┌─ Passage for review

- 03 Oct 2008
In the weights area of most fitness facilities the sounds of grunting and noisy exhalations are as commonplace as the sweaty singlets, but in the US lines have been drawn dividing the grunters and the tight-lipped sound-stiflers.
The Planet Fitness chain of clubs has a ‘no-grunting’ policy, which it enforced in 2006 when one of its members, Albert Argibay, was escorted from a New York club after a fellow member complained about the noise he was emitting while weightlifting. The incident led to acrimony between the club and Argibay, resulting in the revoking of his membership.
The affair spawned much debate, and the rediscovery that the matter of grunting has also been has also been the subject of studies. Certified strength and conditioning specialist and the professor and chairman of physical therapy at Hardin-Simmons University in Texas, Dennis O’Connell, has carried out two such studies in which weight lifters were given exercises to do and told to either remain silent, or to grunt if they felt the need.
‘Very experienced lifters that normally grunted when they lifted did have about a one per cent improvement with grunting’ O’Connell reported; ‘A group of college football players - they, of course, also lifted weights fairly regularly - showed a two per cent improvement. And the untrained group - graduate students in physical therapy - had about a five per cent increase’ he added. Although the findings were statistically of very small significance, O’Connell noted that because some weight lifters did appear to experience increased bursts of power when grunting, it was not in their best interests to be silenced.

└─
┌─ Data below

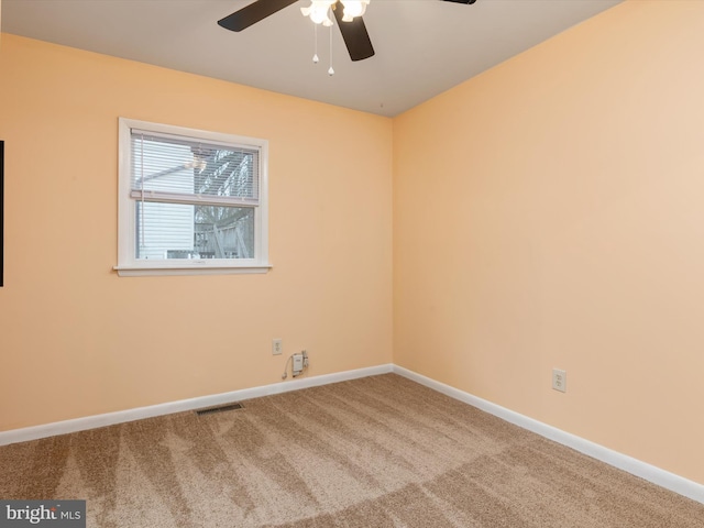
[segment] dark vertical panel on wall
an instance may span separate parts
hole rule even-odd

└─

» Check your understanding
[A] List each group of lifters in O'Connell's studies that the article on grunting in gyms mentions, with the improvement reported for that group.
[B] Recast the paragraph of the article on grunting in gyms that opens "The Planet Fitness chain of clubs" as a short bulleted list that keeps its main facts.
[C] Write the next part of the article on grunting in gyms, starting after its last paragraph.
The data plays no part in this work.

» Response list
[A]
- Very experienced lifters who normally grunted: about a one per cent improvement
- College football players: a two per cent improvement
- Untrained graduate students in physical therapy: about a five per cent increase

[B]
- Planet Fitness clubs have a "no-grunting" policy.
- The chain enforced it in 2006, when member Albert Argibay was escorted from a New York club.
- A fellow member had complained about the noise he made while weightlifting.
- The incident caused acrimony between Argibay and the club, and his membership was revoked.

[C]
It has been theorised that grunting quiets inhibitory nerve cells in the spinal cord, which would usually impede muscles ability to contract and generate force, but this is disputed by many, including exercise physiologist Larry Birnbaum; ‘As far as anything going on physiologically [with grunting], I’m not aware of any data or studies that have revealed that’ he said; ‘The only thing I can think of is that it’s a psychological thing. But psychology is very important in sports in general — if you think you can, it raises the possibility that you can’.
Sports psychologist Belisa Vranich, agreed, saying; ‘Some people grunt to give others the impression that [the grunters] are doing a lot of work. It’s just like flexing and strutting, trying to attract attention. The other reason is a more physical one - they’re not breathing properly. In order to grunt, they have to hold their breath and exhale forcefully’.